### TASK OBJECTIVE
Reproduce every line of the data below exactly as it appears, from the first line to the last.

### RECORD EXTRACTS
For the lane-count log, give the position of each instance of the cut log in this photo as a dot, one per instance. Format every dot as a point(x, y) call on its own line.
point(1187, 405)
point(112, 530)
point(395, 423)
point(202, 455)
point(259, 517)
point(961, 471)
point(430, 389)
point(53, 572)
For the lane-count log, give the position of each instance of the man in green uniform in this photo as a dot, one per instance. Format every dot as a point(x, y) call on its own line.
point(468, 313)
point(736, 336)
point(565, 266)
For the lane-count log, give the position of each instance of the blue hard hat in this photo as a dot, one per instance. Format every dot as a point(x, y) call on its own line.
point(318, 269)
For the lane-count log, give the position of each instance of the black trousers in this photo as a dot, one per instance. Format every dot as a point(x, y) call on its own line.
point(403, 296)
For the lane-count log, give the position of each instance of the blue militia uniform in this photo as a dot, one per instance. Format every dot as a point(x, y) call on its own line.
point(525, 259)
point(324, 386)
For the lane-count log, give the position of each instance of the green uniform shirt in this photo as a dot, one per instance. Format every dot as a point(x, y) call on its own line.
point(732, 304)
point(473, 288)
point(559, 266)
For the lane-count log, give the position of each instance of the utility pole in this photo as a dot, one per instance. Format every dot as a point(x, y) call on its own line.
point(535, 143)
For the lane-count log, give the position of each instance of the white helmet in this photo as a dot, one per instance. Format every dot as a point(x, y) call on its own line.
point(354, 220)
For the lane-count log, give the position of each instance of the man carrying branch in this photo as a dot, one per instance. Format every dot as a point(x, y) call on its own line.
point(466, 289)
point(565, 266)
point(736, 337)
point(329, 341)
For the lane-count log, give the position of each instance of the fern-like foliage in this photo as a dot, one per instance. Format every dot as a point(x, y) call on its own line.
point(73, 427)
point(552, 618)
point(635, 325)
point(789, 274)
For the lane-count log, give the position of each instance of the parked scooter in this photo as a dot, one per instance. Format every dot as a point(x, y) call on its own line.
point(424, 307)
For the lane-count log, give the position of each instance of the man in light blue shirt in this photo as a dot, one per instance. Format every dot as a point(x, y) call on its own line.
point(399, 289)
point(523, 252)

### PROBLEM SOLUTION
For the lane-count log, give the position of each instance of the cut log in this photo as a dot, one per instance. Format every dot as a point(x, y) call on its own line.
point(1187, 405)
point(112, 530)
point(395, 423)
point(202, 455)
point(259, 517)
point(961, 471)
point(430, 389)
point(53, 572)
For the lane-count log, give the position of each instance of the man in green uniform in this photo as a dot, one per instance. Format every dot as a point(x, y) call on its own line.
point(468, 313)
point(736, 336)
point(565, 266)
For the lane-count log, give the position of each instance of the blue hard hat in this photo as a dot, one per instance. Format every dot as a point(x, y) call on its own line.
point(318, 269)
For the lane-count log, give the position of each instance of the black trousers in this photo as a dot, one per instance. Format every dot as a point(x, y) call on its own line.
point(403, 296)
For the lane-count log, give the position of each instance of the blue militia uniform in this photo as a dot, one per instance. Format every dot as a point(x, y) call on its own line.
point(525, 259)
point(324, 386)
For the lane-count log, give the position of each instance of the green uniform shirt in this photo as a dot, one per instance. Format every dot as a point(x, y) call on its own line.
point(732, 304)
point(473, 288)
point(559, 266)
For the lane-count log, give the position of each instance of the utility pole in this photo as a dot, one per instance. Format every dot as a point(x, y) call on its own line.
point(535, 143)
For the lane-count log, give the position of each instance of the white helmet in this photo as a dot, one per instance. Format every dot as a point(x, y) call on its own line.
point(354, 220)
For the lane-count log, give the position of each instance of the man carrying branch in this photo as a dot, one per instance. Format every dot as a point(x, y) call on its own line.
point(466, 289)
point(565, 266)
point(736, 337)
point(329, 341)
For the lane-count log, give the position of each instance of the fern-like foliage in this photo as a dot, one per instance. Format every dot as a point(x, y) call on its own line.
point(73, 427)
point(552, 618)
point(635, 325)
point(789, 274)
For the lane-count log, give the position of each instance of the parked scooter in this photo as a dot, one per instance. Format every dot as a point(x, y) call on its own line.
point(424, 307)
For the lane-count log, give the position of each instance of the man in light blue shirt in this photo as a dot, one per instance. Format every dot as a point(x, y) call on its own line.
point(399, 289)
point(523, 252)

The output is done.